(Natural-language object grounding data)
═══
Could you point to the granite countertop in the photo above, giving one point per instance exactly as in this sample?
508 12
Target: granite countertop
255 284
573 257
═══
**Problem**. Each line of the data is to be retyped exactly as shown.

**Result of the task**.
Could you point to the granite countertop in the photo above, giving one point per instance exactly as in this sample?
508 12
Target: granite countertop
255 284
573 257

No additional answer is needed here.